** start of Source excerpt **

RASPUTINA/DANIEL KNOX

(August 9, 2015; OLD ROCK HOUSE, Saint Louis MO)

The place to be.

Pretty much everybody has a bucket list. The bucket lists of people who write about music looks a whole lot different than other such lists; my list probably looks unlike anyone, anywhere, in any profession. Unfortunately, at least two-thirds of my list would require a time machine, so… what about that other third? Well, on a Sunday night in August, I was able to cross one item from my list: Rasputina live, with yours truly front and center. I have, occasionally, been disappointed after accomplishing something from my list; this one more than lived up to my expectations. The fact that the show took place at Saint Louis’ Old Rock House was a bonus.

Daniel Knox (photo credit: DARREN TRACY)
Daniel Knox (photo credit: DARREN TRACY)

A second bonus was the opening act, Daniel Knox, a quirky, disheveled singer/songwriter with a pen tucked behind his left ear and a penchant for rummaging through a stack of crumpled notebook paper, looking for the lyrics to his next song. It wasn’t hard to keep track of how many songs Knox performed… you just had to follow the bouncing wads of paper. You see, as he finished one song, he would crumple the lyrics and drop the paper at his feet. Accompanying himself on electric piano and the occasional backing track or kazoo (on “You Win Some, You Tie Some”), Knox relied heavily on his new, eponymous third album, offering up the new single, “Blue Car,” a song about a near-deserted mall in his hometown (Springfield IL) called “White Oaks Mall” and a “song about my imaginary friend… my Mom wouldn’t allow him in her car, he wasn’t allowed in the house” called “David Carmichael.” Daniel’s odd, mumbling stream-of-unconsciousness intros were almost as good as the songs themselves. He introduced “Blue Car” as, “A song about time travel. I wrote it when I was ten… ten years from now.” The lyrics to another, called “Chasescene,” includes the macabre couplet “I love you in the ground/Your naked and cannot make a sound.” As stark and bleak as the studio versions tend to be, they take on a whole new creepiness with the minimal, solo approach, especially stuff like “Get To Know Your Neighbors” and “Ghostsong.” This performance was totally unexpected and very much the perfect table-setter for the headliners.

Rasputina (Melora Creager) (photo credit: DARREN TRACY)
Rasputina (Melora Creager) (photo credit: DARREN TRACY)

** end of Source excerpt **

§ Work to complete
**a)** According to the concert review, what is the song "White Oaks Mall" about?
**b)** Continue the Rasputina concert review from the point where it stops.
The data that comes next plays no part in this work.

** start of Provided material **

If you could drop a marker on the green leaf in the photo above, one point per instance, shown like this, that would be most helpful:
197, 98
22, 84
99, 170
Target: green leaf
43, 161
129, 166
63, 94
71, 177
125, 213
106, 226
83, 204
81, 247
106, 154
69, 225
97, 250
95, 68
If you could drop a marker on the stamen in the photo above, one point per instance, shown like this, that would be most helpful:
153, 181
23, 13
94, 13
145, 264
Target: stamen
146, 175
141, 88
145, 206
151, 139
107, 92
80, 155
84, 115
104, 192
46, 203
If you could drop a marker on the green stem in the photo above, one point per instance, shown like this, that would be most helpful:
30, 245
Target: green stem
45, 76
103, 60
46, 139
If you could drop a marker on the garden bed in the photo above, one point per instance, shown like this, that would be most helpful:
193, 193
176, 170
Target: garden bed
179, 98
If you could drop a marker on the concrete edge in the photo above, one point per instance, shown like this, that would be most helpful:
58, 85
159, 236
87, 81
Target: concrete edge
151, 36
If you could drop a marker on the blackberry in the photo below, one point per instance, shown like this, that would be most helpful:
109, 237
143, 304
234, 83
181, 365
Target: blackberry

** end of Provided material **

§ Task answers
**a)** A near-deserted mall in Daniel Knox's hometown, Springfield IL.

**b)**
Melora Creager may forever be linked to Nirvana as the cellist on the European leg of their IN UTERO tour (the final tour, a couple of months before Kurdt shuffled himself off this mortal coil) but, to an ever-growing fan base, for the past twenty-some years, she is the musical and visual mastermind behind Rasputina. Creager’s backward-looking, forward-thinking music and fashion-sense glorifies the forgotten women and near-apocalyptic events of history, primarily highlighting the Victorian Age; her aesthetics have been a major contributor to the rise of the Steampunk phenomenon. And, of course, her music and Rasputina fill a big hole for people who miss the anything-goes quirkiness of the mid-to-late 1960s. A quick look around the room shows that the enigmatic three-piece reaches everyone from old hippies to young alt-rock punks, all of them rapturously soaking in the sounds of the past two centuries. Melora’s current bandmates – Carpella Parvo, who also plays cello, and Luis Mojica, who adds some well-placed keyboard elements and anachronistic beat-boxing – are equally important in bringing her vision to the stage. Covering a wide range of material (from 2002’s CABIN FEVER! to the recently released UNKNOWN, as well as some cool covers), Rasputina’s set was a slow-burn affair, relying more on lyrical emotion than musical crescendos, though there were enough intense moments and interaction between the players (especially Creager and Parvo) to keep the uninitiated (including me) involved and captivated by the show.

Rasputina (Melora Creager; Carpella Parvo) (photo credits: DARREN TRACY)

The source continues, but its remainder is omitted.